THE PROBLEM
Quote the following passage on what became of the word "craft" in beer, in full and word for word.

PAGE
(begin)
I have looked back into this blog’s archives and those of others to see what can be found of assistance – not to mention making sure I did not write something entirely contrary to what I am suggesting here. It is easy to trace to way that “craft” was thrown away. It’s illustrated in one sentence from 2012 that I discussed here:

The large, multinational brewers appear to be deliberately attempting to blur the lines between their crafty, craft-like beers and true craft beers from today’s small and independent brewers.

“Craft” was botched by the Brewers Association in two main ways. First, it was made mutable. It could be uniquely redefined by their sole higher authority – and then was redefined regularly. Second, as we see above, like the man who lends his rake to the new neighbour never to see it again the BA extended “craft” to big beer by attaching a mere “y” to it. And the BA did not just give large multinational brewers the gift of “crafty” but they reinforced the point by creating the concept of “craft-like” too. Prior to that point no legitimate voice on the small brewer side was admitting that big beer was making a product similar to the beers of BA members. Then their very voice of authority confirmed that some of the Evil Empire’s beers were like craft. No one remembered the underlying intention of drawing a line. As Jordan wrote two years ago there is no such thing as an evil milkshake. All that the BA achieved with “crafty” was bringing macro into the club. Way to go.

Since then, we have seen “craft” not only extend to include these beers of big brewers but also things which were not considered well-crafted beer just a few years ago. Beers with facile fruit flavours to attracts folk who have no interest in beer. Beers made so poorly that the question is now legitimately discussed as to whether “murk” is now a style. The concept of “craft” takes in such a wide range of beverages now – even casually invading the distinct realms of cider and sake by times – that its meaning has been diluted and dissipated. It now includes so much meaning – so many meanings – that it no longer has little specific meaning. If you doubt that such a thing is possible, look up the word “jack” in the dictionary.
(end)
DATA ROWS
(begin)
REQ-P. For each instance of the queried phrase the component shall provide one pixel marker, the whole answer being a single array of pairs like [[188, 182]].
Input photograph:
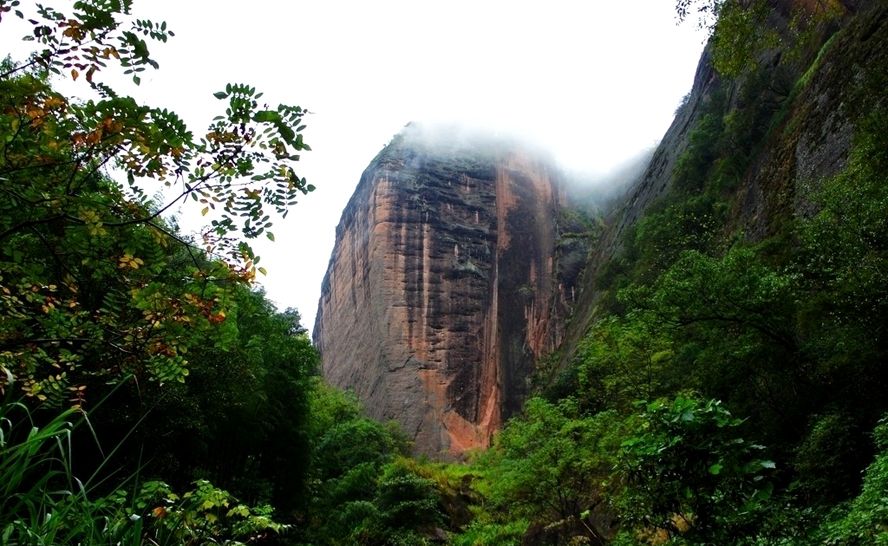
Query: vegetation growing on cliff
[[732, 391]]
(end)
(begin)
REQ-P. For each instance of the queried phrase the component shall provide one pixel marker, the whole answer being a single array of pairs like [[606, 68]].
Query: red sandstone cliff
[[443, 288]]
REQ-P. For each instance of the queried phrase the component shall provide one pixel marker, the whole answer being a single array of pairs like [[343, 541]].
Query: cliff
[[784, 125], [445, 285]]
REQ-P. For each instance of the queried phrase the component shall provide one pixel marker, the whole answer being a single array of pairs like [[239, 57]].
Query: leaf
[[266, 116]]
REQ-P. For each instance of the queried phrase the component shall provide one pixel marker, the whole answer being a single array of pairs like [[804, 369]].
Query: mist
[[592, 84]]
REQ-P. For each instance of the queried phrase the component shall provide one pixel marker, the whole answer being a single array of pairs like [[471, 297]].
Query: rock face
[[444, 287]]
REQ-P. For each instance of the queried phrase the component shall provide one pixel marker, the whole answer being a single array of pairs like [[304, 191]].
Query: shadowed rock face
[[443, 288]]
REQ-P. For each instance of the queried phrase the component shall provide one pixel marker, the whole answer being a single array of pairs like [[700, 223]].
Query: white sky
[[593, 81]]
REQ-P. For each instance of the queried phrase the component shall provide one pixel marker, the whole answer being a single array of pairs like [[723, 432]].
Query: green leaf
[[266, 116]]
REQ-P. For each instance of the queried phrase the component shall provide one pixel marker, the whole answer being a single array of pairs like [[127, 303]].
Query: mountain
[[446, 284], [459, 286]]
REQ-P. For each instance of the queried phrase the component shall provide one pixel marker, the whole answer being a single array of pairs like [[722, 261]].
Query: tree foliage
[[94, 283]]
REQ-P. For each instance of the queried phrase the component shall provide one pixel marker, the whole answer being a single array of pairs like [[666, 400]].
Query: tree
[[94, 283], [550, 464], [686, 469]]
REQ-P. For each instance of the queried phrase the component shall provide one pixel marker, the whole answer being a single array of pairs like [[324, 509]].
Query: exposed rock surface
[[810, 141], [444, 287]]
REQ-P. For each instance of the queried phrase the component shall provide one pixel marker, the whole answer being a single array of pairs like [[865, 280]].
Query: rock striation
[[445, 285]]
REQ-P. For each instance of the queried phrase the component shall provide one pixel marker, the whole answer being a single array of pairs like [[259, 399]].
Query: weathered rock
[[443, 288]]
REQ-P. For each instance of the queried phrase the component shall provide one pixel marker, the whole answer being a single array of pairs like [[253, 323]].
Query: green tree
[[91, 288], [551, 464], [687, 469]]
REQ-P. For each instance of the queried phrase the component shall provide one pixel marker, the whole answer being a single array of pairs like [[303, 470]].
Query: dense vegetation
(end)
EXPECTED ANSWER
I have looked back into this blog’s archives and those of others to see what can be found of assistance – not to mention making sure I did not write something entirely contrary to what I am suggesting here. It is easy to trace to way that “craft” was thrown away. It’s illustrated in one sentence from 2012 that I discussed here:

The large, multinational brewers appear to be deliberately attempting to blur the lines between their crafty, craft-like beers and true craft beers from today’s small and independent brewers.

“Craft” was botched by the Brewers Association in two main ways. First, it was made mutable. It could be uniquely redefined by their sole higher authority – and then was redefined regularly. Second, as we see above, like the man who lends his rake to the new neighbour never to see it again the BA extended “craft” to big beer by attaching a mere “y” to it. And the BA did not just give large multinational brewers the gift of “crafty” but they reinforced the point by creating the concept of “craft-like” too. Prior to that point no legitimate voice on the small brewer side was admitting that big beer was making a product similar to the beers of BA members. Then their very voice of authority confirmed that some of the Evil Empire’s beers were like craft. No one remembered the underlying intention of drawing a line. As Jordan wrote two years ago there is no such thing as an evil milkshake. All that the BA achieved with “crafty” was bringing macro into the club. Way to go.

Since then, we have seen “craft” not only extend to include these beers of big brewers but also things which were not considered well-crafted beer just a few years ago. Beers with facile fruit flavours to attracts folk who have no interest in beer. Beers made so poorly that the question is now legitimately discussed as to whether “murk” is now a style. The concept of “craft” takes in such a wide range of beverages now – even casually invading the distinct realms of cider and sake by times – that its meaning has been diluted and dissipated. It now includes so much meaning – so many meanings – that it no longer has little specific meaning. If you doubt that such a thing is possible, look up the word “jack” in the dictionary.